Task to carry out:
Copy word for word, and only, the lines below from the one with "subject: shirt collar" through the last.

━━━━━━━━━━━━━━━━━━━━━━━━━━━━━━

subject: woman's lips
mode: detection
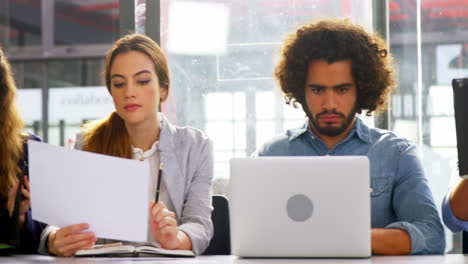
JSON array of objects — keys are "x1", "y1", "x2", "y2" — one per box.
[{"x1": 124, "y1": 104, "x2": 141, "y2": 111}]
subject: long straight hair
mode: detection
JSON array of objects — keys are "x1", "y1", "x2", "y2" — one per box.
[
  {"x1": 82, "y1": 34, "x2": 170, "y2": 158},
  {"x1": 0, "y1": 47, "x2": 24, "y2": 200}
]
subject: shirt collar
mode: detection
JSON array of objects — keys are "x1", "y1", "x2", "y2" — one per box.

━━━━━━━━━━━━━━━━━━━━━━━━━━━━━━

Problem solution:
subject: shirt collar
mode: detection
JSON array of objects — keys are "x1", "y1", "x2", "y2" — one per box.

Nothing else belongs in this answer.